- Article -

⟨

Movie Novelizations #3: Buffy the Vampire Slayer

Everyone has heard of the tv show Buffy the Vampire Slayer. Starring Sarah Michelle Gellar, the show is a darkly humorous take on horror movies and teen dramas that has captured a very specific and loyal audience. The mythology of the show is very intricate and the rules very strict. In fact, the tv show Buffy the Vampire Slayer bears little resemblance to the 1992 movie that birthed it.

Back in 1992, 20th Century Fox decided to release Joss Whedon’s creation about a cheerleading vampire killer. Unfortunately, they also thought his vision was too dark. They decided to re-write it and make it more humorous and remove some of the darker aspects of the slayer myths and much of the killing. They continued to re-write throughout filming. So much so, that Joss walked off the set never to return. 20th Century Fox went ahead without him and we all saw the result. The movie tanked. I saw it in the theater because I thought it had a very interesting premise. While the underlying ideas were very cool, the execution was a complete disaster. If you are familiar with the tv shows Buffy and Angel, then you can hear parts of the movie that shadow what may have been. Donald Sutherland is great as the watcher, Merrick. Kristy Swanson is a pretty good, Buffy, too. The movie falls apart with the performances of two people. Rutger Hauer as Lothos, and Luke Perry as Pike. These two are bad, laughably bad. Not laugh ha-ha, but laugh “oh my god this is awkward” bad. I expected this from Luke Perry, as I was never a fan of him, even when I was watching 90210 religiously. But Rutger Hauer has had some really good roles. I have no idea what happened, but it wasn’t good whatever it was.

Buffy DVD Angel DVD
Since the movie was so bad, it took Joss another 5 years before he could begin to get the ball rolling on the Buffy storyline again. Figuring the damage done by the movie had long been forgotten, he wrote a somewhat “sequel” to his original Buffy script that became the pilot to a new show about the same character. To further distance the show from the movie, he moved the setting from LA to the fictional Sunnydale, CA and recast the lead actress. The show became a hit and spawned a very successful spinoff, Angel. I didn’t jump on the Buffy bandwagon right away. It was one of the first shows on the new WB in 1997 and I was just not convinced. After hearing about it for several years I checked it out but was a little lost because the storyline was so involved. Although I didn’t like it, I watched Angel which aired right after it. This show, while also confusing, had several characters I very much enjoyed and a darker premise. I really enjoyed Angel and watched it off and on until it was cancelled in 2004. I joined Netflix while consulting so I could watch the entire 5 season DVD collection of Angel. I finished it in Spring 2005 and the show stands as one of my favorite shows of all time. Buffy has been harder to finish. I am currently working through the season 3 DVDs as I have time (I bought the seven season Chosen Collection cheap during a sale last november). The show definately improves each season.

⟩

- Dataset section -
⟨

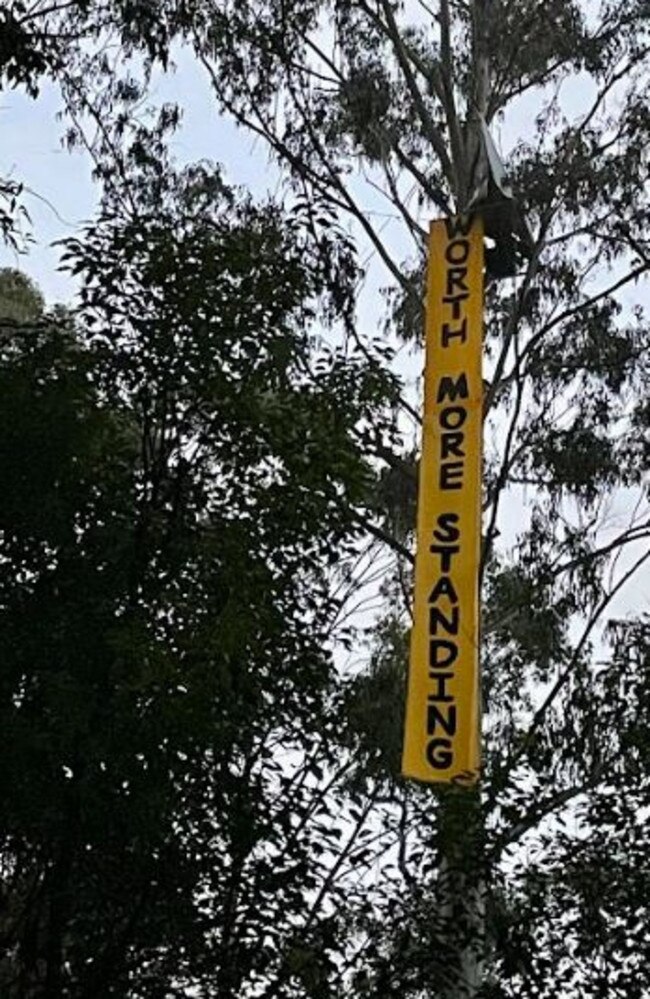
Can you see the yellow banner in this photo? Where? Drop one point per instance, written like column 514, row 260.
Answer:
column 441, row 739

⟩

- Problems to work on -
a - Answer these from the Buffy article:
(i) In what year was the movie released?
(ii) Which actor plays the watcher, Merrick?
(iii) To what fictional town was the setting moved for the show?
b - Please edit the Buffy article by writing out everything from "Everyone has heard" down to "that birthed it." again, with "loyal" replaced by "devoted".

- Full answers -
a -
(i) 1992
(ii) Donald Sutherland
(iii) Sunnydale, CA

b -
Everyone has heard of the tv show Buffy the Vampire Slayer. Starring Sarah Michelle Gellar, the show is a darkly humorous take on horror movies and teen dramas that has captured a very specific and devoted audience. The mythology of the show is very intricate and the rules very strict. In fact, the tv show Buffy the Vampire Slayer bears little resemblance to the 1992 movie that birthed it.